***** SUPPLIED PASSAGE
Green’s Dictionary of Slang

fumble v.

[joc. uses of SE]

1. to indulge in sexual foreplay; the inference is usu. of feebleness, as exhibited by an ageing lecher.

[Scot]Dunbar Tua Maryit Wemen and the Wedow in Laing (1834) I 66: Yit leit I never that larbar my leggis ga betueene, To style my flesche, na fumyll me, without a fee gret.
J. Weever Faunus 34: Old men do no good, Yet will be fumbling.
[UK]Fletcher Women Pleased II vi: Be not long a fumbling, When danger shall appear, I’ll give the ‘larme’.
[UK]Fletcher Elder Brother IV iv: She spits his kisses out, And now he offers to fumble she falles off.
[UK]Dryden Kind Keeper I i: You will never leave these fumbling tricks, Father, till you are taken on suspicion of Manhood, and have a Bastard laid at your Door.
[UK] ‘The Converts’ in Lord Poems on Affairs of State (1968) IV 153: An antiquated lord / A walking mummy in a word / [...] / By pox and whores long since undone, Yet loves it still and fumbles on.
[UK] ‘The Vindication of Top-Knots and Commodes’ in Ebsworth Bagford Ballads (1876–78) 123: Then silly old Fops, that kiss but like popes, / And call us Night Walkers and Fairies, / Go fumble old Joan, and let us alone, / And never come near our canary’s.
[UK] ‘The Queen of May’ in Playford Pills to Purge Melancholy II 68: Like a Fool, I fumbled, as I had done before [...] And yet alas, did nothing else but Kiss the Queen of May.
**********
**PROBLEMS TO SOLVE**
**a.** In the slang dictionary entry, what does the first sense of "fumble" usually imply?
**b.** Copy the stretch of the slang dictionary entry from "J. Weever Faunus" through "near our canary’s.".
**c.** Restate more briefly the paragraph of the slang dictionary entry that begins "1. to indulge in sexual foreplay", keeping its main facts.
***** SUPPLIED MATERIAL
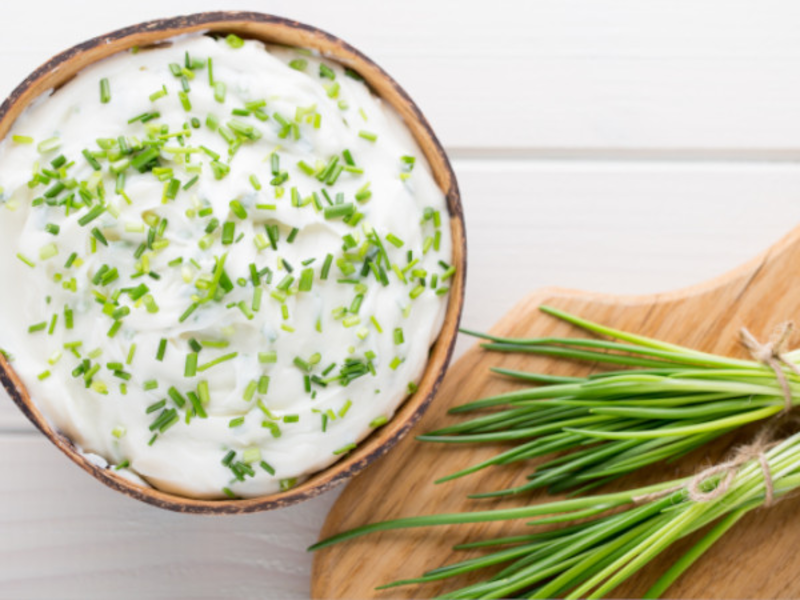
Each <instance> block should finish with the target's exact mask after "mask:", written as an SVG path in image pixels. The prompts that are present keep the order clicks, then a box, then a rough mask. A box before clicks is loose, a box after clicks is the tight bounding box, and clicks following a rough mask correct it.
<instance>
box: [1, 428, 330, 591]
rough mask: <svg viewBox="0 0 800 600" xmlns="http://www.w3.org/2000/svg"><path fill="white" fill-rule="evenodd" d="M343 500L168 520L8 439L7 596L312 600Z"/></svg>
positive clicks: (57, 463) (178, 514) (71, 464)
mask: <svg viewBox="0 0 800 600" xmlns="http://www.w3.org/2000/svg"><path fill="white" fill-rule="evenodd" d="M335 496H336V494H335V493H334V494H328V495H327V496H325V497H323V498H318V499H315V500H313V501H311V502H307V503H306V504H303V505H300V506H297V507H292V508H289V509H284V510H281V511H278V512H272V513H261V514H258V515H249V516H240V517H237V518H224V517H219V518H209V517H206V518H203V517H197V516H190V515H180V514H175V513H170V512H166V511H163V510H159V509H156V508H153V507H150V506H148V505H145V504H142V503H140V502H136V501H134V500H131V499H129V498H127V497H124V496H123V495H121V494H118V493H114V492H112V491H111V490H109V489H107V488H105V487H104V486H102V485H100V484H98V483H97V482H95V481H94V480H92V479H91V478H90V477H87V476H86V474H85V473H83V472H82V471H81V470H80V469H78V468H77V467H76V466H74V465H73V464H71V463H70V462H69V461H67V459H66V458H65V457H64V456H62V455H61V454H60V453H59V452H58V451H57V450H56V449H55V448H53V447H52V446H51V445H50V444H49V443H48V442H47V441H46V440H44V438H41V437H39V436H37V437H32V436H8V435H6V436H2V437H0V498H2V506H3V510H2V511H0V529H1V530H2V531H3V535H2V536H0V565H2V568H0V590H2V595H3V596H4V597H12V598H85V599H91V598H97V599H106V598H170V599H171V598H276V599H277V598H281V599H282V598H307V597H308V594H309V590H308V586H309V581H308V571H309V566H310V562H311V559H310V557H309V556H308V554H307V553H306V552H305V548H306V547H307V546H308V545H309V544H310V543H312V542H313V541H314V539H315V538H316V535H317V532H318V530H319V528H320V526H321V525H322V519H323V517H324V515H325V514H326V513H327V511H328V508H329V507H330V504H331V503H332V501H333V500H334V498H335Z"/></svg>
**********
***** SUPPLIED MATERIAL
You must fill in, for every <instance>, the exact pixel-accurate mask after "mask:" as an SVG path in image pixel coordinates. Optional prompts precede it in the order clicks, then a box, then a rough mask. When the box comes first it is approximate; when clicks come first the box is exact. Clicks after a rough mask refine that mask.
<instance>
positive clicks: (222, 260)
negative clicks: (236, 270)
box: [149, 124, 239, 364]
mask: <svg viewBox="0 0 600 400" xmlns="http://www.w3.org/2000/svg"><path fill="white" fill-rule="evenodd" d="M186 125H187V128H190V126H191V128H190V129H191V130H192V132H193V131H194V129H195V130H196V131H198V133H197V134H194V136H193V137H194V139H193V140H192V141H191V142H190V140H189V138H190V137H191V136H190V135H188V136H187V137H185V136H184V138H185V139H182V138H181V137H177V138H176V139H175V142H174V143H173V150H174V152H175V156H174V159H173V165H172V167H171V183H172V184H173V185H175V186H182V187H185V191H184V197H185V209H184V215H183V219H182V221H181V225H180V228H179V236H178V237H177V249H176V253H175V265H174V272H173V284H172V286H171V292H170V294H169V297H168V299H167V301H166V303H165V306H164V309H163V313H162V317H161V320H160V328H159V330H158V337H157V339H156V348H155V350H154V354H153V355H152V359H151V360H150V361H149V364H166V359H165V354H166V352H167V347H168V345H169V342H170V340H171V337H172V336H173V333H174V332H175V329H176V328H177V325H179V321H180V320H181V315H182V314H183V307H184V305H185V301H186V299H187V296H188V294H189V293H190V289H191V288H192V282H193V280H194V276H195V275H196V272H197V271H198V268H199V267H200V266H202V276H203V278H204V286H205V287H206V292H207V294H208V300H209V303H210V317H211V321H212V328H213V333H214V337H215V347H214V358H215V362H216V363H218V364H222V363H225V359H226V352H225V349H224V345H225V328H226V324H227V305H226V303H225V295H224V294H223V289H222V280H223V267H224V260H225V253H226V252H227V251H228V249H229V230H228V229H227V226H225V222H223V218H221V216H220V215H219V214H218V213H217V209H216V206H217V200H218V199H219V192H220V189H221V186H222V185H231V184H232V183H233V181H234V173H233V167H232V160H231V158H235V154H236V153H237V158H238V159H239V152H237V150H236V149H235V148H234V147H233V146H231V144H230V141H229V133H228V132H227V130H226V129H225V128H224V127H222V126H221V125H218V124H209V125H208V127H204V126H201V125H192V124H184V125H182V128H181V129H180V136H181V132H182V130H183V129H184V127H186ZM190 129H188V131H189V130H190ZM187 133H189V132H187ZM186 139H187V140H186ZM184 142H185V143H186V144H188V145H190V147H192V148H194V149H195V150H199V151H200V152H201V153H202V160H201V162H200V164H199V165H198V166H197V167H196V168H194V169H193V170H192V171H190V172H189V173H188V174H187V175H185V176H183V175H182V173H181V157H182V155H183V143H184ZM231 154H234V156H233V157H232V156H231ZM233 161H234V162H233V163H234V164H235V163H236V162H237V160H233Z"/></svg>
**********
**RESULTS**
**a.** It usually implies feebleness, as shown by an ageing lecher.

**b.**
J. Weever Faunus 34: Old men do no good, Yet will be fumbling.
[UK]Fletcher Women Pleased II vi: Be not long a fumbling, When danger shall appear, I’ll give the ‘larme’.
[UK]Fletcher Elder Brother IV iv: She spits his kisses out, And now he offers to fumble she falles off.
[UK]Dryden Kind Keeper I i: You will never leave these fumbling tricks, Father, till you are taken on suspicion of Manhood, and have a Bastard laid at your Door.
[UK] ‘The Converts’ in Lord Poems on Affairs of State (1968) IV 153: An antiquated lord / A walking mummy in a word / [...] / By pox and whores long since undone, Yet loves it still and fumbles on.
[UK] ‘The Vindication of Top-Knots and Commodes’ in Ebsworth Bagford Ballads (1876–78) 123: Then silly old Fops, that kiss but like popes, / And call us Night Walkers and Fairies, / Go fumble old Joan, and let us alone, / And never come near our canary’s.

**c.** Sense 1: to engage in sexual foreplay, usually implying the feebleness of an ageing lecher.